* Begin PROVIDED TEXT *

Why are the quantiles you found in the two previous parts so different? Think about the histogram shape.

Bootstrapping

We can think of the process of bootstrapping as following a simple algorithm:

First, given our sample of size \(N\), we sample with replacement a new sample from the original. This is the equivalent of pulling out a single marble from a bag of marbles, noting its color, then putting it back and drawing from the bag again
With our new sample, we compute the sample statistic (mean, median, etc…) and record it. This is a bootstrapped sample mean
We repeat this process as many times as we wish (usually a thousand or more times)

* End PROVIDED TEXT *

Answer these from the bootstrapping text:
(a) What everyday action does the text compare sampling with replacement to?
(b) What does the text say to do with the new sample once it is drawn?
(c) How many times is the process usually repeated?

* Begin DATASET CONTENT *

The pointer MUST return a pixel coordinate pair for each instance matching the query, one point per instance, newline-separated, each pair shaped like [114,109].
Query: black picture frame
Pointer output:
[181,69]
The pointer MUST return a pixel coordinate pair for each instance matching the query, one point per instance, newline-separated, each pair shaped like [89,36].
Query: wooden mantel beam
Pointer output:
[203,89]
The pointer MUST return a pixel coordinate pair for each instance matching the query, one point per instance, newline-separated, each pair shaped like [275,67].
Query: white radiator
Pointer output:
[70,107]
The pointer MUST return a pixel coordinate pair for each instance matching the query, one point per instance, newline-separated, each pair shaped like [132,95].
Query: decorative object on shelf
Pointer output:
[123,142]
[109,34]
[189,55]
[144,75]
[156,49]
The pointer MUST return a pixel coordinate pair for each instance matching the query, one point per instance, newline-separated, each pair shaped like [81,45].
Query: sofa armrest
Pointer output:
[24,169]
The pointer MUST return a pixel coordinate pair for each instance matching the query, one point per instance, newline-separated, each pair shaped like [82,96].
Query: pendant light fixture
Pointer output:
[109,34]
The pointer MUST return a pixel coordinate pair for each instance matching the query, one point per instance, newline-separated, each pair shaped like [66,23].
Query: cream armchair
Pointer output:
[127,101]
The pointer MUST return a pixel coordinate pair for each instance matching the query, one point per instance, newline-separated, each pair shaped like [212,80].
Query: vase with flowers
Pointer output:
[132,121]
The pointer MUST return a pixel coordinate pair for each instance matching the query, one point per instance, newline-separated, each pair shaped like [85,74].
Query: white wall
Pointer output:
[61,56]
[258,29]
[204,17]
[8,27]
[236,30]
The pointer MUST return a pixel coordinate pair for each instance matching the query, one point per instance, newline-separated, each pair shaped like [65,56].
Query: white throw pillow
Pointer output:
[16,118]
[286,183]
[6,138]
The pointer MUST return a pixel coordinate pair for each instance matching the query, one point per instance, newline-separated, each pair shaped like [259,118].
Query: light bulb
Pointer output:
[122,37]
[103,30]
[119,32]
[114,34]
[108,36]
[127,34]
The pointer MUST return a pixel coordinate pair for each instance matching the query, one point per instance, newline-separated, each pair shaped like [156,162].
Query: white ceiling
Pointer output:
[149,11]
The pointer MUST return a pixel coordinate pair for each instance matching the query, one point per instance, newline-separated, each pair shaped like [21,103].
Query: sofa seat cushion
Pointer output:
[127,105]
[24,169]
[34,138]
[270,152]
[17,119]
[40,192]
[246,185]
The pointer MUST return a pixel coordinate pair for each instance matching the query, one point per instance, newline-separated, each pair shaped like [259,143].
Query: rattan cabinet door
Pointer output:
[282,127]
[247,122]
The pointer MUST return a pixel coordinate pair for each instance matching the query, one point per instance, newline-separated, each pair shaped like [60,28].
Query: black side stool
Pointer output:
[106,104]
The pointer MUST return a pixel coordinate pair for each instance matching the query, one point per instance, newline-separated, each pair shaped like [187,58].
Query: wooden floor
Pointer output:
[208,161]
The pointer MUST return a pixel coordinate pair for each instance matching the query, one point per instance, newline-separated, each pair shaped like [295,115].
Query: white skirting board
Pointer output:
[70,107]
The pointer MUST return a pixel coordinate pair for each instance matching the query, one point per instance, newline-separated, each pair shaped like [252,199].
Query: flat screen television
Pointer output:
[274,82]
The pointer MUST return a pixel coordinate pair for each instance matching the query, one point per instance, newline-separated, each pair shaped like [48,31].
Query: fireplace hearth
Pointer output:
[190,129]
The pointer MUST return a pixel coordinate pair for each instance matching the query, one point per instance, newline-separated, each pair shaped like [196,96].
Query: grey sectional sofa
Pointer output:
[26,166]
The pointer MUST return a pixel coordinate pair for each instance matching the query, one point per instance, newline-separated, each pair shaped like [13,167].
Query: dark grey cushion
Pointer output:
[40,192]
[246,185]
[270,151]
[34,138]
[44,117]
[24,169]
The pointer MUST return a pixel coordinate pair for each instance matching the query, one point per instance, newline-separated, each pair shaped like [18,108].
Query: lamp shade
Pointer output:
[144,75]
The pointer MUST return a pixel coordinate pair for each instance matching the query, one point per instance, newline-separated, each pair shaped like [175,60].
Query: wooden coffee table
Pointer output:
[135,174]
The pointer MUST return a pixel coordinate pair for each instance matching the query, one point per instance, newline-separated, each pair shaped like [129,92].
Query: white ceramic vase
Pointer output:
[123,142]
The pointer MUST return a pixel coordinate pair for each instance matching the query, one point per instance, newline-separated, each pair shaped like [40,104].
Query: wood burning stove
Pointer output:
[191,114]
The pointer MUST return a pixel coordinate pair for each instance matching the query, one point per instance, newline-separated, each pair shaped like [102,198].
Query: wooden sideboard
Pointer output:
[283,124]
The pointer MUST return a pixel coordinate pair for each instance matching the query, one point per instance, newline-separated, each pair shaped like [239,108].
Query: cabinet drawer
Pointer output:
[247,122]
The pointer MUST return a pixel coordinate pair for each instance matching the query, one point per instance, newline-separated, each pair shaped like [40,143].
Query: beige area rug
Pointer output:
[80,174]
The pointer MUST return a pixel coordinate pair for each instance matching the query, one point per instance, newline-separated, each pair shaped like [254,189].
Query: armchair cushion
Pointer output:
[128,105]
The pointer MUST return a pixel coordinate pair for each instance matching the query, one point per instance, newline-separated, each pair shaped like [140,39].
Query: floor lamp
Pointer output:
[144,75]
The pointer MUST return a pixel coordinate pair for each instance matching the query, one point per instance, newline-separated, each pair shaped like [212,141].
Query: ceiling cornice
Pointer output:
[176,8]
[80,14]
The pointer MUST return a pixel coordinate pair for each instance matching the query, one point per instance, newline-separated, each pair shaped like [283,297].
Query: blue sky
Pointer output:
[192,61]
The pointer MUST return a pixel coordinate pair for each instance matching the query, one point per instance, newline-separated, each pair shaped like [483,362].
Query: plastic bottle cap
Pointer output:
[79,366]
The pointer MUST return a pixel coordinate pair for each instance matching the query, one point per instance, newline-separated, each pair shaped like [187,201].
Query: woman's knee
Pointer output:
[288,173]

* End DATASET CONTENT *

--- EXERCISE OUTPUT ---
(a) Pulling a single marble out of a bag, noting its color, putting it back, and drawing from the bag again.
(b) Compute the sample statistic (mean, median, etc.) and record it.
(c) Usually a thousand or more times.